**** PROVIDED PASSAGE ****

[FFmpeg-devel] [PATCH] wmapro decoder
Michael Niedermayer
michaelni
Mon Aug 3 02:45:46 CEST 2009
On Sun, Aug 02, 2009 at 03:11:50PM +0200, Sascha Sommer wrote:
[...]
> >
> > [...]
> >
> > > + /** decode transform type */
> > > + if (chgroup->num_channels == 2) {
> > > + if (get_bits1(&s->gb)) {
> > > + if (get_bits1(&s->gb)) {
> > > + av_log_ask_for_sample(s->avctx,
> > > + "unsupported channel transform type\n");
> > > + }
> > > + } else {
> > >
> > > + if (s->num_channels == 2) {
> > > + chgroup->transform = 1;
> > > + } else {
> > > + chgroup->transform = 2;
> > > + /** cos(pi/4) */
> > > + chgroup->decorrelation_matrix[0] = 0.70703125;
> > > + chgroup->decorrelation_matrix[1] = -0.70703125;
> > > + chgroup->decorrelation_matrix[2] = 0.70703125;
> > > + chgroup->decorrelation_matrix[3] = 0.70703125;
> > > + }
> >
> > why the special handling of 2 vs. >2 channels here?
> >
>
> When the stream has only 2 channels, the channels are M/S stereo coded
> (transform 1)
> When the stream has more than 2 channels, the matrix multiplication is used.

**** EXCERPTED RECORDS ****

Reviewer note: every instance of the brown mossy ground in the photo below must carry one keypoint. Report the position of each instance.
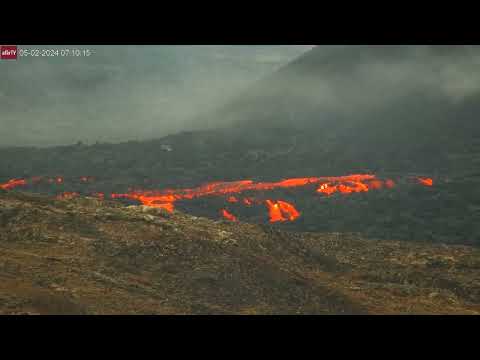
(84, 256)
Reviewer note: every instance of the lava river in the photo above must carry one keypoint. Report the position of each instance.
(278, 210)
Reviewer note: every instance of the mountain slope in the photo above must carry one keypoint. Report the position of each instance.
(86, 256)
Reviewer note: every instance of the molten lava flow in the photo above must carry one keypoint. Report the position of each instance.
(10, 184)
(425, 181)
(288, 210)
(278, 210)
(67, 195)
(227, 215)
(101, 196)
(247, 201)
(353, 186)
(281, 211)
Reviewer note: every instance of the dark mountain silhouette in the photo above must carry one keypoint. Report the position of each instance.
(392, 111)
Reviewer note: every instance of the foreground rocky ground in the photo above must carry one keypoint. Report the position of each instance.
(84, 256)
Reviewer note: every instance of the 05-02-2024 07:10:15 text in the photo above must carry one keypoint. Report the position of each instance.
(54, 52)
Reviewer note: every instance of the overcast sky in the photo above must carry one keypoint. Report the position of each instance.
(121, 93)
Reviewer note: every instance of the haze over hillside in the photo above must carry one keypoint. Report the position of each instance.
(121, 93)
(399, 112)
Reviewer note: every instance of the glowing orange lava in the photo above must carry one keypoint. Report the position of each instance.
(67, 195)
(281, 211)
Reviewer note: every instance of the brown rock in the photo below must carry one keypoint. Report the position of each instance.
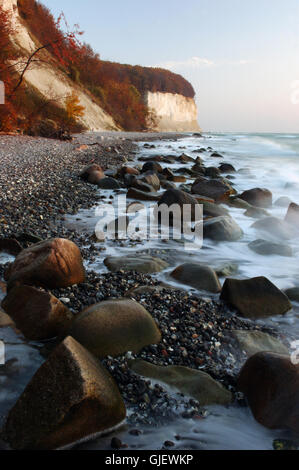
(51, 264)
(38, 314)
(257, 197)
(114, 327)
(270, 383)
(70, 398)
(255, 298)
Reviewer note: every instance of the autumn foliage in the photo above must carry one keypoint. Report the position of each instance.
(119, 89)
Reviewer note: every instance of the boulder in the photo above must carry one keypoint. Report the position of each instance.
(222, 228)
(108, 183)
(283, 201)
(114, 327)
(134, 193)
(176, 196)
(257, 197)
(227, 168)
(270, 383)
(38, 314)
(293, 294)
(277, 228)
(141, 263)
(292, 216)
(255, 298)
(51, 264)
(92, 174)
(152, 166)
(198, 276)
(194, 383)
(264, 247)
(217, 189)
(252, 342)
(69, 399)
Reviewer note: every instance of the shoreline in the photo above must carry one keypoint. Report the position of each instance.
(39, 197)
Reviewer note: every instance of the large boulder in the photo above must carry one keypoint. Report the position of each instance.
(255, 298)
(257, 197)
(70, 398)
(254, 341)
(264, 247)
(141, 263)
(51, 264)
(222, 228)
(114, 327)
(92, 174)
(218, 189)
(270, 383)
(190, 382)
(197, 276)
(183, 200)
(292, 216)
(38, 314)
(277, 228)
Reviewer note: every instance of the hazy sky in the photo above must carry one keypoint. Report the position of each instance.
(241, 56)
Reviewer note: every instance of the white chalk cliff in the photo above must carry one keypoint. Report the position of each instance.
(173, 112)
(50, 81)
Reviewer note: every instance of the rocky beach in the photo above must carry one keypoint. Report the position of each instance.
(136, 340)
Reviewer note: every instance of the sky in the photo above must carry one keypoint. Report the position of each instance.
(242, 57)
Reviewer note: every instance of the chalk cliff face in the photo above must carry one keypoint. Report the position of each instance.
(173, 112)
(51, 82)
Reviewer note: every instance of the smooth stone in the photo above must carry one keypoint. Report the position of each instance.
(198, 276)
(37, 314)
(264, 247)
(70, 398)
(255, 298)
(270, 383)
(197, 384)
(222, 228)
(140, 263)
(51, 264)
(114, 327)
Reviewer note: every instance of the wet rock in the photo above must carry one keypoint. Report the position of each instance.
(264, 247)
(227, 269)
(11, 246)
(255, 298)
(253, 342)
(256, 212)
(70, 398)
(93, 174)
(217, 189)
(222, 228)
(227, 168)
(108, 183)
(140, 263)
(257, 197)
(292, 216)
(191, 382)
(134, 193)
(277, 228)
(283, 201)
(270, 383)
(152, 166)
(293, 293)
(198, 276)
(53, 263)
(114, 327)
(182, 199)
(38, 314)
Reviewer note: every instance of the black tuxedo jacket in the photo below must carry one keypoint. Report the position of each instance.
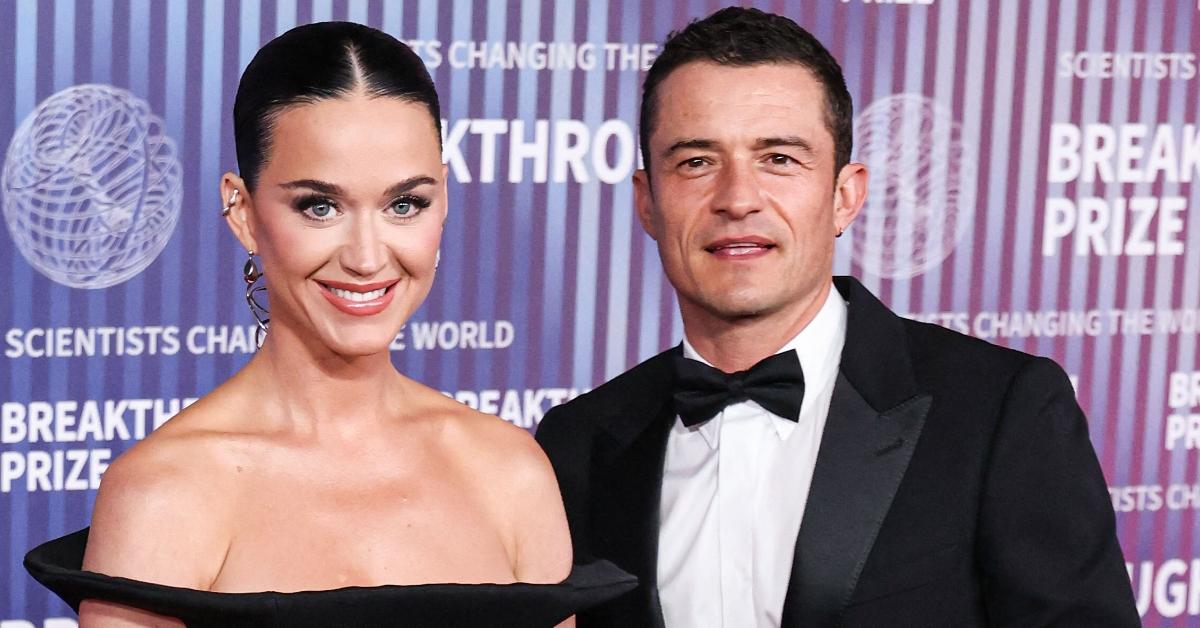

****

» GOAL
Write the next part of the wmapro decoder patch discussion, continuing after its final line. Nothing in the records is needed here.

» RESULT OF THE EXERCISE
> for the 2 channels that contain data for the current subframe length/offset.
> (num_channels in the channel group != num_channels in the stream)
iam not sure if we talk about the same thing or if i misunderstand you but
the 2channel in a subframe and the M/S case look pretty much the same to me
if so i wonder why they are not handled by the same code ...
[...]
> +/**
> + * @brief frame specific decoder context for a single channel
> + */
> +typedef struct {
> + int16_t prev_block_len; ///< length of the previous block
> + uint8_t transmit_coefs;
> + uint8_t num_subframes;
> + uint16_t subframe_len[MAX_SUBFRAMES]; ///< subframe length in samples
> + uint16_t subframe_offset[MAX_SUBFRAMES]; ///< subframe positions in the current frame
> + uint8_t cur_subframe; ///< current subframe number
> + uint16_t channel_len; ///< channel frame length in samples
do we need that in the context or can it be a local var?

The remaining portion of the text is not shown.